--- EXTRACTED MATERIAL ---
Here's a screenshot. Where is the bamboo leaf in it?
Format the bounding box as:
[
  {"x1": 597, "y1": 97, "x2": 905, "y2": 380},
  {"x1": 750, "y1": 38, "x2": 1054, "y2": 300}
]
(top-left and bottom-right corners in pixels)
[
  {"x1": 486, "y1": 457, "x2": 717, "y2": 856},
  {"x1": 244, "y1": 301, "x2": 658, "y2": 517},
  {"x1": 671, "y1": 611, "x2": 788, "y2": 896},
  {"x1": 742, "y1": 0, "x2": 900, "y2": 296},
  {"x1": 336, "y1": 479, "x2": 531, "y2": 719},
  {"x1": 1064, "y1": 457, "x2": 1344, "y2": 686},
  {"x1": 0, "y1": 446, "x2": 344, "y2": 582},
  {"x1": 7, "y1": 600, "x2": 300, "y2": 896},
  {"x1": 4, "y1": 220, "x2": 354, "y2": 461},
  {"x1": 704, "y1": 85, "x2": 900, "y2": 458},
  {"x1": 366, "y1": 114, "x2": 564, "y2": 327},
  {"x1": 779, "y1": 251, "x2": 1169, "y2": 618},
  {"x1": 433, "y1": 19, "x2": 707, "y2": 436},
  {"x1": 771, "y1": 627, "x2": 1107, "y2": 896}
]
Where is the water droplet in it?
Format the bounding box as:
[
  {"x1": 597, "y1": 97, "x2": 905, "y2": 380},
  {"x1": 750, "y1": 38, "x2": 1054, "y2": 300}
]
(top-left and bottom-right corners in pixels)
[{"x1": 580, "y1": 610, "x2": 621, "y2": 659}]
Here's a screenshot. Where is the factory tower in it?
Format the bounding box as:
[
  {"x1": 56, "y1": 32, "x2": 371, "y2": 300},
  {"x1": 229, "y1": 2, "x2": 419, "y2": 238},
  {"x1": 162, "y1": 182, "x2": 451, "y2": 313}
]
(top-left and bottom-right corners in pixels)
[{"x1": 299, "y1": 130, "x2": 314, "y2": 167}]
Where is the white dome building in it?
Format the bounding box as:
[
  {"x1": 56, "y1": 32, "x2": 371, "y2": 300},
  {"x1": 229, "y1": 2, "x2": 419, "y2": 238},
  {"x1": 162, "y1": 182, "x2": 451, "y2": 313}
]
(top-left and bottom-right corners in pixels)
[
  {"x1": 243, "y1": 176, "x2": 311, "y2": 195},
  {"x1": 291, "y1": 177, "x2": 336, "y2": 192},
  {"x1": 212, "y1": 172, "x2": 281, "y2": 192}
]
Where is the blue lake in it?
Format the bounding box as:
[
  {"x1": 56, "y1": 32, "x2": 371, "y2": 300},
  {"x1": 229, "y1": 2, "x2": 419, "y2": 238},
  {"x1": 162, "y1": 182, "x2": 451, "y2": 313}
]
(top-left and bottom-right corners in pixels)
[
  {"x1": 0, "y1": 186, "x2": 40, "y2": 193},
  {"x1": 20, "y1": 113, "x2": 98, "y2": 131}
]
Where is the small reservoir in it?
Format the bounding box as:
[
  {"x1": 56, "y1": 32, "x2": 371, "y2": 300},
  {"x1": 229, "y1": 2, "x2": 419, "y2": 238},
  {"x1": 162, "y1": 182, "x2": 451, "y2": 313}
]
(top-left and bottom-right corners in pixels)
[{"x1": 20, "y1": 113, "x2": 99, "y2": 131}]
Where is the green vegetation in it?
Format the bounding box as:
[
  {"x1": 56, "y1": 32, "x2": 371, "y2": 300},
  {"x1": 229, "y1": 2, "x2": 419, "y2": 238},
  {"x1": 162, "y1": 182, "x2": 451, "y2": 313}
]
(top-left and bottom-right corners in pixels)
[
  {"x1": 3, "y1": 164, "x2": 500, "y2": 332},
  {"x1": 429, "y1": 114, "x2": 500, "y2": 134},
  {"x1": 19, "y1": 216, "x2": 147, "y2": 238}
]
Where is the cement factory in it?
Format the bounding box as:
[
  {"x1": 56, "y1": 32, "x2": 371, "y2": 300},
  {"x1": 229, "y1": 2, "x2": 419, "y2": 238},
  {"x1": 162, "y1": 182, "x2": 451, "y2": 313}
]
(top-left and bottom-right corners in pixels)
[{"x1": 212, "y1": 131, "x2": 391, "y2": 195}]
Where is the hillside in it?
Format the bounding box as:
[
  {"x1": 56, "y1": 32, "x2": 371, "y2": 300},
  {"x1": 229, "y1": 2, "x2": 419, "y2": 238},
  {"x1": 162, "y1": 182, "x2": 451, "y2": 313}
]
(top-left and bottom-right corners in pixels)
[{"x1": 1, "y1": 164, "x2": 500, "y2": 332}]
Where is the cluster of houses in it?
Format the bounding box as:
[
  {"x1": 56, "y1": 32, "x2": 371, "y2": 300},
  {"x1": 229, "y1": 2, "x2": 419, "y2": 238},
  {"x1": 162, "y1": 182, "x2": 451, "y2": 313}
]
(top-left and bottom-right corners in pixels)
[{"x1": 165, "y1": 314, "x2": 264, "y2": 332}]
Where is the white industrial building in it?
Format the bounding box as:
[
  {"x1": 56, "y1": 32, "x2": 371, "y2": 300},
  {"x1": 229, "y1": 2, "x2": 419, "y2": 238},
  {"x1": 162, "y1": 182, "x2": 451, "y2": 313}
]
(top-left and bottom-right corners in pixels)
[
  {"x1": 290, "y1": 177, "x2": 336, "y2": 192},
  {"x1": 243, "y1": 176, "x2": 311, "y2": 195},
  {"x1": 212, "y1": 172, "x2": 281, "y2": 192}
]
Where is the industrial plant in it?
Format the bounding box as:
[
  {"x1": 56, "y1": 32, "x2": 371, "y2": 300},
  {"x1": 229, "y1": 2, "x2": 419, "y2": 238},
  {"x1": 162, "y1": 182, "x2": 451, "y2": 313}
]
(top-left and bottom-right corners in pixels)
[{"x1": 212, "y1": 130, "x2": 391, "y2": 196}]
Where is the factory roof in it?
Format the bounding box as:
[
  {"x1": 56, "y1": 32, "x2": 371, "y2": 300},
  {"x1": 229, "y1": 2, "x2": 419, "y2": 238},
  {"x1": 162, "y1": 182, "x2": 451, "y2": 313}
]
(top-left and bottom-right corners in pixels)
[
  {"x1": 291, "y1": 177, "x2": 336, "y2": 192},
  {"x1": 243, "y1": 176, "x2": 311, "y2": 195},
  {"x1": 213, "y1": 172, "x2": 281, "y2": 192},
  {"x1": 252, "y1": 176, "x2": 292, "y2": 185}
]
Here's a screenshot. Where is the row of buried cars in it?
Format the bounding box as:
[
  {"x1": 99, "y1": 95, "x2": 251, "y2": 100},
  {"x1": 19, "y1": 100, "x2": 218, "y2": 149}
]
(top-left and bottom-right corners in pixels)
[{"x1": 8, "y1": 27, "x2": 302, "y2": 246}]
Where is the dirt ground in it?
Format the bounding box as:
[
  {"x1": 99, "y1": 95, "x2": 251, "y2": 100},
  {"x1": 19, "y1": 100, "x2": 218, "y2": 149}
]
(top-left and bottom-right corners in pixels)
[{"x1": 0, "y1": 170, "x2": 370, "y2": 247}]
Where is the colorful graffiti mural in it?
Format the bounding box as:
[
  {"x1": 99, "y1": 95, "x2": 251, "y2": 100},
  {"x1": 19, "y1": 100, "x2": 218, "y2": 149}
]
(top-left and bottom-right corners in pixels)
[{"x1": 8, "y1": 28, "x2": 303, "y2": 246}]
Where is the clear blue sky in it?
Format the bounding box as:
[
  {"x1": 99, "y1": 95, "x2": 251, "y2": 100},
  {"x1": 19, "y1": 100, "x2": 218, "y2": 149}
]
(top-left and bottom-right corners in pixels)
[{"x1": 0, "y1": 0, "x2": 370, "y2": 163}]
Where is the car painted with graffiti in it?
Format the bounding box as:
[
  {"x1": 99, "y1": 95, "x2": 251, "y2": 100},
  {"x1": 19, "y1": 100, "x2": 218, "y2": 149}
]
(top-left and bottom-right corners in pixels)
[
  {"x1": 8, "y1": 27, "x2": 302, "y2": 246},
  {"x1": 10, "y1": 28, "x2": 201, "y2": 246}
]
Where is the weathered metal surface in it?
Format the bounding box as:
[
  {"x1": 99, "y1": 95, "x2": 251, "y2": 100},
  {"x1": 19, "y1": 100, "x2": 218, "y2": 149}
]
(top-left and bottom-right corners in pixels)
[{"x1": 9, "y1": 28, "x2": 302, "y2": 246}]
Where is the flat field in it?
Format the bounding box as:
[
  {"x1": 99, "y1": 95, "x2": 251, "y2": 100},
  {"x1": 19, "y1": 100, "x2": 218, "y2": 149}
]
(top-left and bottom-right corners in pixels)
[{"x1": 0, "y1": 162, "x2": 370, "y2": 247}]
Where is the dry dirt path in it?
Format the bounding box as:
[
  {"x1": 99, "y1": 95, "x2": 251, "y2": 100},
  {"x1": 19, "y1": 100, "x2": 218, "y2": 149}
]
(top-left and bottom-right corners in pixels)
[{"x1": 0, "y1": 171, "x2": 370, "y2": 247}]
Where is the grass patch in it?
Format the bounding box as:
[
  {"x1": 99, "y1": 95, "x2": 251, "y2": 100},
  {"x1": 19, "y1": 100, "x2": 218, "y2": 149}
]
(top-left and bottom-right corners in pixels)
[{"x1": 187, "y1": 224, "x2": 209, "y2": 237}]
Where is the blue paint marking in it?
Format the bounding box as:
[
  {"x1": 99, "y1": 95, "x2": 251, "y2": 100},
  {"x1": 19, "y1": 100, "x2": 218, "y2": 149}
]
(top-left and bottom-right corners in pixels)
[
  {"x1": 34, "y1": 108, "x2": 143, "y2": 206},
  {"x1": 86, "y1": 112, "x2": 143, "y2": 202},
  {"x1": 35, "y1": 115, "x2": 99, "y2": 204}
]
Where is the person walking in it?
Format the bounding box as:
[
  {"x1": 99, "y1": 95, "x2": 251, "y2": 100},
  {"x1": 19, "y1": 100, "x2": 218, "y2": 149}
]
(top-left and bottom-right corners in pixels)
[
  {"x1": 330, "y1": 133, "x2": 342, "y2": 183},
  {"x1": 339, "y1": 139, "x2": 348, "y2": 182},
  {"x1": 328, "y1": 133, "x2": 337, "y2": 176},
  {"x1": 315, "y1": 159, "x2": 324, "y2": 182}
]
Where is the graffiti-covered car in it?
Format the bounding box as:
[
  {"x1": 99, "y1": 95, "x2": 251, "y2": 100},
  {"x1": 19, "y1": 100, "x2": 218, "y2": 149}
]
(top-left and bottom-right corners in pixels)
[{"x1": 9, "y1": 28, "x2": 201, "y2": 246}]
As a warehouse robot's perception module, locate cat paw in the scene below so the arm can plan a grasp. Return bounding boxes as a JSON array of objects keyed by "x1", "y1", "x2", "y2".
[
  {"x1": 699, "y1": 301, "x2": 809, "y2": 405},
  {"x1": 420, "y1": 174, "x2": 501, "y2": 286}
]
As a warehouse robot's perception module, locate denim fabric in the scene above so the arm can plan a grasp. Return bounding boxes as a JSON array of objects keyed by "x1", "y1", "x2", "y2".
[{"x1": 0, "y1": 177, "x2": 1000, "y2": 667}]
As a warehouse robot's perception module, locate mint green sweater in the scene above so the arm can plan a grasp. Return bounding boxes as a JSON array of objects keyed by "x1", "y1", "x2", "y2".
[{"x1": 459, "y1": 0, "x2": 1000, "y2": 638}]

--- PROBLEM REQUIREMENTS ---
Copy out everything from the line containing "As a warehouse robot's perception module, locate denim" down to the end of the entries, swapping "mint green" for "pale green" and leaving all else as it is.

--- ANSWER FOR THIS EXERCISE ---
As a warehouse robot's perception module, locate denim fabric in the scene above so the arm can plan a grasp. Return bounding boxes as a JSON array of objects keyed by "x1", "y1", "x2", "y2".
[{"x1": 0, "y1": 177, "x2": 1000, "y2": 667}]
As a warehouse robot's perception module, locate pale green sweater in the scene above so the arm can plan a grasp. Return bounding boxes as a JSON array of objects keyed by "x1", "y1", "x2", "y2".
[{"x1": 459, "y1": 0, "x2": 1000, "y2": 638}]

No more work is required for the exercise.